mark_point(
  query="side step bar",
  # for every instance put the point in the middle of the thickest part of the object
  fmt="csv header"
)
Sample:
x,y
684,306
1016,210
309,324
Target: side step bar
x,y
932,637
# # # #
== Problem to work on ==
Could you quote the material above in full, exactly as it stands?

== Answer space ==
mark_point(
  query="side step bar",
  # for every instance put the point in the middle of the thickest part of the object
  fmt="csv header"
)
Sample:
x,y
684,306
1016,210
309,324
Target: side step bar
x,y
932,637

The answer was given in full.